**Parts of the exercise**.
[1] Decide whether each statement below agrees with the clickbait detection text, answering yes or no and quoting the deciding words of the text: (a) the earlier baseline approach used 215 hand-crafted features; (b) the authors' own models depend on hand-crafted features; (c) the best baseline model was evaluated on 20,000 tweets.
[2] Output the part of the clickbait detection text that opens with the words containing "Unlike the baseline" and closes with "social media [?].".

**Text extract**.
Fishing for Clickbaits in Social Images and Texts with Linguistically-Infused Neural Network Models
This paper presents the results and conclusions of our participation in the Clickbait Challenge 2017
Clickbait posts (aka eye-catching headlines) are designed to lure readers into clicking associated links by exploiting curiosity with vague, exaggerated, sensational and misleading content. The intent behind clickbait messages varies from attention redirection to monetization and traffic attraction. Automatic detection of clickbait posts in social media have been recently studied [?]. We built on earlier work and extend models developed to detect four types of deceptive posts on Twitter into regression models capable of predicting how clickbaity the Twitter post is on a scale from 0 to 1.
Earlier work on detecting whether a message is a clickbait or not presented a baseline approach using a set of 215 hand-crafted features and the state-of-the-art machine learning classifiers e.g., Logistic Regression, Naive Base and Random Forest [?]. The best performing model achieved 0.79 ROC-AUC evaluated on 2,000 tweets.
Unlike the baseline approach, we did not rely on hand-crafted features. Instead, we learned representations from images and text and used them to train neural network models. In addition, we used linguistic resources to automatically extract biased language markers to further enrich our models with linguistic cues of uncertainty.
Clickbait posts are not the only type of deceptive content propagated online and in social media. Recent work focused on automatically detecting other types of deceptive information going beyond clickbait detection e.g., propaganda, satire [?], hoaxes and disinformation in web-pages [?] and social media [?].

**Information supplied**.
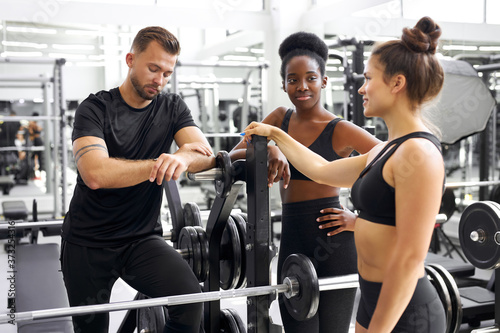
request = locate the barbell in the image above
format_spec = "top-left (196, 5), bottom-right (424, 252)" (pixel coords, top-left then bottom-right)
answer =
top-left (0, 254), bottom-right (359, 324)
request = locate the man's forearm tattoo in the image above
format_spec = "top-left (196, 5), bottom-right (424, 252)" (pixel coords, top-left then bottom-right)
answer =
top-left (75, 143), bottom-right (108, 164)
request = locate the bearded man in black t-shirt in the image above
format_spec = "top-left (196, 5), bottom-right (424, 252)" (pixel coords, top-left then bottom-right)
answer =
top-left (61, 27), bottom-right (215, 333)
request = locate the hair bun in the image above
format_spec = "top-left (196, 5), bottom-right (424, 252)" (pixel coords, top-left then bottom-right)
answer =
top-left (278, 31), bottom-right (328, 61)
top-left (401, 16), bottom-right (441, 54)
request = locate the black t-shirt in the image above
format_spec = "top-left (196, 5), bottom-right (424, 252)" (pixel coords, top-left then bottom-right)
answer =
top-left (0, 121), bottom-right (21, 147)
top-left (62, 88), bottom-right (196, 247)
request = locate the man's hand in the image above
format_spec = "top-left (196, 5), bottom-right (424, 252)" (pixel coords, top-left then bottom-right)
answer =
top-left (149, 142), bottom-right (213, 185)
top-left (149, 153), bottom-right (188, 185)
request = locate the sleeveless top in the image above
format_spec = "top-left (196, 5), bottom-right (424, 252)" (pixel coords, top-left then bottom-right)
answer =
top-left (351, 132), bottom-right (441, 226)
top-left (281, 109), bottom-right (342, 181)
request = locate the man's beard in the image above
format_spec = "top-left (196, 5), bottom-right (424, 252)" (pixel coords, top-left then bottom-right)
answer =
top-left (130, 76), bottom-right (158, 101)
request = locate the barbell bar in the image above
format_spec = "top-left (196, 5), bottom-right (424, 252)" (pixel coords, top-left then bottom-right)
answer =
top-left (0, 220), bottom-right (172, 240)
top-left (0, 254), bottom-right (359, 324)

==

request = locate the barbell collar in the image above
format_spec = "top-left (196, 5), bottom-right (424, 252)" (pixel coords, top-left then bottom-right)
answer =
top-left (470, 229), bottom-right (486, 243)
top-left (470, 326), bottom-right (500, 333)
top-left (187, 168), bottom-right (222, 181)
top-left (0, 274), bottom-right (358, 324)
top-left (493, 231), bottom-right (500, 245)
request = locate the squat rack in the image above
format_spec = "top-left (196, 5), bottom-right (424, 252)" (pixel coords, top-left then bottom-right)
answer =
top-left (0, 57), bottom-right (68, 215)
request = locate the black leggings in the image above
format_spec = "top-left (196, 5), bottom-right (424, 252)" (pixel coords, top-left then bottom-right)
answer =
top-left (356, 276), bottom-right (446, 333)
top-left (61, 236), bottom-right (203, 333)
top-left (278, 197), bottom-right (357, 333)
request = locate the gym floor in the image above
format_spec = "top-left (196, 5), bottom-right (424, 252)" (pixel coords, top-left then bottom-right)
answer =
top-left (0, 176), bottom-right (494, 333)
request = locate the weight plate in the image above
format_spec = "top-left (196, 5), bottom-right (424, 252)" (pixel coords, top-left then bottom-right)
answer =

* * *

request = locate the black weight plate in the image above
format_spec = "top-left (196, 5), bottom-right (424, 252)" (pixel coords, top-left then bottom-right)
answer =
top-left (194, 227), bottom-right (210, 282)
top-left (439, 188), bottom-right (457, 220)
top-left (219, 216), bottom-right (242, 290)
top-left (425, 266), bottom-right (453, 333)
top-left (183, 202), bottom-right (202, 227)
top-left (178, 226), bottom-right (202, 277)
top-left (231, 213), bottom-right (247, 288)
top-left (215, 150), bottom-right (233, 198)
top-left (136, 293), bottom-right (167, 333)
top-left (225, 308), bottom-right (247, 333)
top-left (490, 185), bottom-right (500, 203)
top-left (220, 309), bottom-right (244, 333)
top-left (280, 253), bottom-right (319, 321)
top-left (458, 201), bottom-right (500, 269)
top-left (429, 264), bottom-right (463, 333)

**The solutions**.
[1]
(a) Yes: "using a set of 215 hand-crafted features"
(b) No: "we did not rely on hand-crafted features"
(c) No: "evaluated on 2,000 tweets"

[2]
Unlike the baseline approach, we did not rely on hand-crafted features. Instead, we learned representations from images and text and used them to train neural network models. In addition, we used linguistic resources to automatically extract biased language markers to further enrich our models with linguistic cues of uncertainty.
Clickbait posts are not the only type of deceptive content propagated online and in social media. Recent work focused on automatically detecting other types of deceptive information going beyond clickbait detection e.g., propaganda, satire [?], hoaxes and disinformation in web-pages [?] and social media [?].